--- Exercise inputs Enclosed Below ---

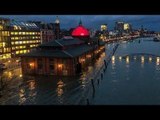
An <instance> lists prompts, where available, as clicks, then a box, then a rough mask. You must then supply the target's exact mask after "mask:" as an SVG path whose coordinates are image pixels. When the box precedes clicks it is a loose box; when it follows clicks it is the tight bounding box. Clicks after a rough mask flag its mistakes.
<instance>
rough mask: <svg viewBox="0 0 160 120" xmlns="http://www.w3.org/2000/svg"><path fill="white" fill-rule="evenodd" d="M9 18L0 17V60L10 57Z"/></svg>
mask: <svg viewBox="0 0 160 120" xmlns="http://www.w3.org/2000/svg"><path fill="white" fill-rule="evenodd" d="M9 22H10V20H9V19H6V18H0V60H5V59H7V58H11V43H10V32H9Z"/></svg>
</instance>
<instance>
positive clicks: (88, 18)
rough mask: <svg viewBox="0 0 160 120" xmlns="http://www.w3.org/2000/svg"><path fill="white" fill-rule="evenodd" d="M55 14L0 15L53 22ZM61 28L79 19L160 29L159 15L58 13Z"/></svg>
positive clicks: (55, 15) (75, 24)
mask: <svg viewBox="0 0 160 120" xmlns="http://www.w3.org/2000/svg"><path fill="white" fill-rule="evenodd" d="M56 16H57V15H0V17H5V18H11V19H15V20H18V21H27V20H36V21H44V22H54V21H55V19H56ZM58 16H59V19H60V23H61V28H65V29H69V28H74V27H76V26H77V25H78V23H79V20H80V19H81V20H82V23H83V25H84V26H85V27H87V28H92V29H100V25H101V24H108V29H109V30H112V29H113V27H114V24H115V21H124V22H128V23H131V24H132V26H133V28H134V29H137V28H140V27H141V25H143V26H144V28H147V29H149V30H155V31H160V15H58Z"/></svg>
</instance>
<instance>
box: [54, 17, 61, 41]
mask: <svg viewBox="0 0 160 120" xmlns="http://www.w3.org/2000/svg"><path fill="white" fill-rule="evenodd" d="M54 30H55V31H54V32H55V38H56V39H60V21H59V18H58V16H57V18H56V20H55V23H54Z"/></svg>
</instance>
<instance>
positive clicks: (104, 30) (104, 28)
mask: <svg viewBox="0 0 160 120" xmlns="http://www.w3.org/2000/svg"><path fill="white" fill-rule="evenodd" d="M101 31H102V32H103V31H105V32H106V31H107V24H102V25H101Z"/></svg>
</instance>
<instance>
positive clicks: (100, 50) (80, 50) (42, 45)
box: [21, 24, 105, 76]
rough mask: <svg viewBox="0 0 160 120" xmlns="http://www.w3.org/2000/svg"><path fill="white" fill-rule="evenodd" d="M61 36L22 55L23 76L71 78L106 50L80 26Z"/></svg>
mask: <svg viewBox="0 0 160 120" xmlns="http://www.w3.org/2000/svg"><path fill="white" fill-rule="evenodd" d="M72 36H73V37H71V36H70V37H64V38H61V39H56V40H53V41H50V42H48V43H45V44H42V45H40V46H39V47H38V48H37V50H36V51H32V52H30V53H27V54H24V55H22V56H21V61H22V72H23V74H42V75H59V76H74V75H77V74H80V73H81V72H82V70H84V69H86V68H87V66H88V65H89V64H91V63H93V61H94V60H95V59H96V58H97V57H98V56H99V55H100V54H101V53H102V52H104V50H105V47H104V45H105V44H104V43H103V42H101V41H98V40H97V39H96V40H92V41H94V42H91V43H94V44H89V43H90V42H88V41H90V40H91V39H90V34H89V31H88V30H87V29H86V28H85V27H84V26H82V24H80V25H79V26H78V27H76V28H75V29H74V30H73V32H72Z"/></svg>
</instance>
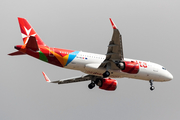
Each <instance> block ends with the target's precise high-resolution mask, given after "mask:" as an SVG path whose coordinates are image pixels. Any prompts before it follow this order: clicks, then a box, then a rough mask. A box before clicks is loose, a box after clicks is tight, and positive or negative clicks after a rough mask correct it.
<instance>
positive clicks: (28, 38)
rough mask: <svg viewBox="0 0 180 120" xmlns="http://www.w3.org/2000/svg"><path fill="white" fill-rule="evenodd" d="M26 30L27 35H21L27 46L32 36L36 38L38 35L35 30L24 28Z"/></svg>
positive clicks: (21, 33)
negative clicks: (30, 38)
mask: <svg viewBox="0 0 180 120" xmlns="http://www.w3.org/2000/svg"><path fill="white" fill-rule="evenodd" d="M24 29H25V32H26V34H23V33H21V34H22V38H23V41H24V44H26V43H27V42H28V40H29V37H30V36H35V35H36V33H35V32H34V30H33V29H32V28H30V29H29V30H28V29H27V28H26V27H25V26H24ZM31 30H33V32H32V33H31Z"/></svg>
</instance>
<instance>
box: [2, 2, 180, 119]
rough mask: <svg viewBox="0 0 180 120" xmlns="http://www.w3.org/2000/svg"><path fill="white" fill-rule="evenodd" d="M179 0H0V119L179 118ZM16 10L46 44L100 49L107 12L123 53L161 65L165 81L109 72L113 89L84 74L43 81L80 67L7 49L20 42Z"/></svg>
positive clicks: (92, 118) (179, 20)
mask: <svg viewBox="0 0 180 120" xmlns="http://www.w3.org/2000/svg"><path fill="white" fill-rule="evenodd" d="M179 11H180V1H179V0H146V1H145V0H113V1H110V0H90V1H85V0H64V1H63V0H56V1H55V0H51V1H49V0H28V1H27V0H1V4H0V15H1V22H0V33H1V35H0V39H1V48H0V49H1V50H0V53H1V63H0V64H1V65H0V66H1V73H0V74H1V81H0V96H1V100H0V101H1V102H0V119H1V120H32V119H33V120H41V119H43V120H49V119H53V120H59V119H60V120H72V119H73V120H79V119H85V120H92V119H93V120H96V119H98V120H99V119H103V120H109V119H118V120H119V119H122V120H152V119H155V120H170V119H171V120H179V119H180V114H179V113H180V104H179V101H180V96H179V91H180V88H179V85H180V80H179V79H178V76H179V75H178V74H179V69H178V68H179V66H178V63H179V58H180V57H179V38H180V37H179V32H180V24H179V21H180V14H179ZM17 17H24V18H26V19H27V20H28V21H29V22H30V24H31V25H32V26H33V27H34V29H35V30H36V32H37V33H38V34H39V36H40V37H41V39H42V40H43V41H44V42H45V43H46V44H47V45H48V46H51V47H59V48H66V49H72V50H82V51H87V52H94V53H100V54H105V53H106V51H107V45H108V43H109V41H110V39H111V36H112V32H113V31H112V27H111V24H110V22H109V18H110V17H111V18H112V19H113V21H114V22H115V24H116V26H117V27H118V28H119V30H120V32H121V34H122V36H123V47H124V56H125V57H128V58H135V59H140V60H147V61H152V62H156V63H159V64H161V65H164V66H165V67H166V68H167V69H168V70H169V71H170V72H171V73H172V74H173V76H174V79H173V80H172V81H170V82H165V83H158V82H155V83H154V86H155V87H156V89H155V90H154V91H153V92H152V91H150V90H149V87H150V85H149V83H148V82H146V81H142V80H134V79H126V78H123V79H117V80H118V88H117V89H116V91H114V92H108V91H104V90H100V89H98V87H96V88H94V89H93V90H89V89H88V87H87V86H88V84H89V82H81V83H75V84H74V83H73V84H67V85H56V84H48V83H46V82H45V80H44V78H43V75H42V73H41V72H42V71H44V72H46V74H47V75H48V76H49V78H51V79H52V80H57V79H61V78H62V79H63V78H68V77H73V76H79V75H82V74H83V73H81V72H78V71H73V70H67V69H63V68H58V67H56V66H53V65H50V64H47V63H44V62H42V61H39V60H37V59H34V58H32V57H29V56H26V55H24V56H15V57H11V56H8V55H7V54H8V53H10V52H13V51H15V49H14V45H18V44H22V38H21V34H20V29H19V25H18V21H17Z"/></svg>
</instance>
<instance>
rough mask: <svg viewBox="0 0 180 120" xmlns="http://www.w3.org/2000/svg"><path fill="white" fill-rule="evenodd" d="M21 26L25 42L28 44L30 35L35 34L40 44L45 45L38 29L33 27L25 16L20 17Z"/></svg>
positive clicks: (23, 40)
mask: <svg viewBox="0 0 180 120" xmlns="http://www.w3.org/2000/svg"><path fill="white" fill-rule="evenodd" d="M18 21H19V26H20V30H21V34H22V39H23V43H24V44H27V43H28V40H29V38H30V36H34V37H35V38H36V40H37V44H38V45H44V46H45V44H44V42H43V41H42V40H41V38H40V37H39V36H38V34H37V33H36V31H35V30H34V29H33V27H32V26H31V25H30V24H29V23H28V21H27V20H26V19H25V18H19V17H18Z"/></svg>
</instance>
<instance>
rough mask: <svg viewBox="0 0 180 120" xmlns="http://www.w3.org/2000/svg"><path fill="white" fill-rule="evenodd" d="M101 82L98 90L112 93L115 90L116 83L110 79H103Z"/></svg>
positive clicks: (115, 82) (107, 78)
mask: <svg viewBox="0 0 180 120" xmlns="http://www.w3.org/2000/svg"><path fill="white" fill-rule="evenodd" d="M100 81H101V85H100V86H99V88H100V89H103V90H108V91H113V90H115V89H116V88H117V84H118V83H117V81H116V80H114V79H111V78H104V79H102V80H100Z"/></svg>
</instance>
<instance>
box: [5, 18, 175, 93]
mask: <svg viewBox="0 0 180 120" xmlns="http://www.w3.org/2000/svg"><path fill="white" fill-rule="evenodd" d="M109 19H110V23H111V25H112V28H113V35H112V39H111V40H110V42H109V45H108V49H107V53H106V54H105V55H101V54H96V53H89V52H83V51H75V50H67V49H61V48H54V47H49V46H47V45H46V44H45V43H44V42H43V41H42V40H41V38H40V37H39V36H38V34H37V33H36V32H35V30H34V29H33V27H32V26H31V25H30V24H29V22H28V21H27V20H26V19H25V18H20V17H18V21H19V25H20V31H21V35H22V39H23V43H24V44H23V45H16V46H15V47H14V48H15V49H17V50H18V51H16V52H13V53H10V54H8V55H11V56H16V55H24V54H27V55H30V56H32V57H34V58H37V59H39V60H42V61H44V62H47V63H50V64H52V65H56V66H59V67H63V68H67V69H73V70H79V71H81V72H83V73H85V75H83V76H78V77H73V78H67V79H62V80H56V81H51V80H50V79H49V78H48V77H47V75H46V74H45V73H44V72H42V74H43V76H44V78H45V80H46V81H47V82H49V83H57V84H67V83H74V82H81V81H90V84H89V85H88V88H89V89H92V88H94V87H95V86H98V87H99V88H100V89H102V90H107V91H114V90H116V88H117V85H118V82H117V81H116V80H115V79H112V78H132V79H140V80H146V81H149V82H150V90H151V91H152V90H154V89H155V87H154V86H153V82H154V81H156V82H165V81H170V80H172V79H173V76H172V74H171V73H170V72H169V71H168V70H166V68H165V67H163V66H162V65H159V64H156V63H153V62H150V61H142V60H135V59H128V58H124V53H123V45H122V36H121V34H120V32H119V30H118V28H117V27H116V25H115V23H114V22H113V20H112V19H111V18H109Z"/></svg>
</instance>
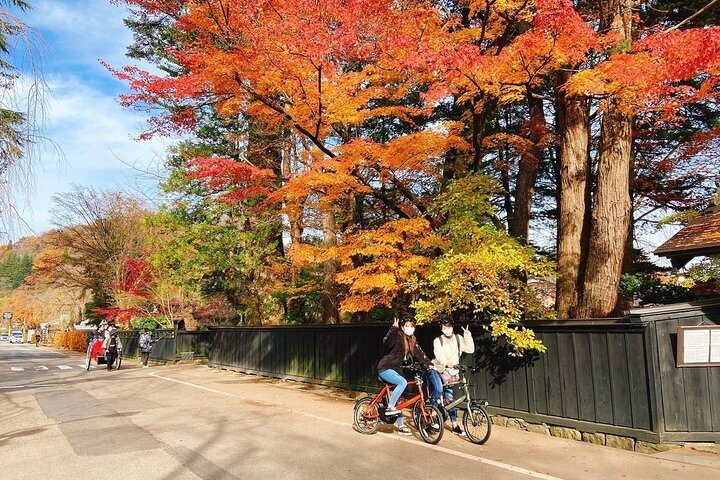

--- End of Enclosed Exercise inputs ---

_What is being asked:_
The answer should be one number: how many lines of the data above contain "whose".

_Answer section:_
2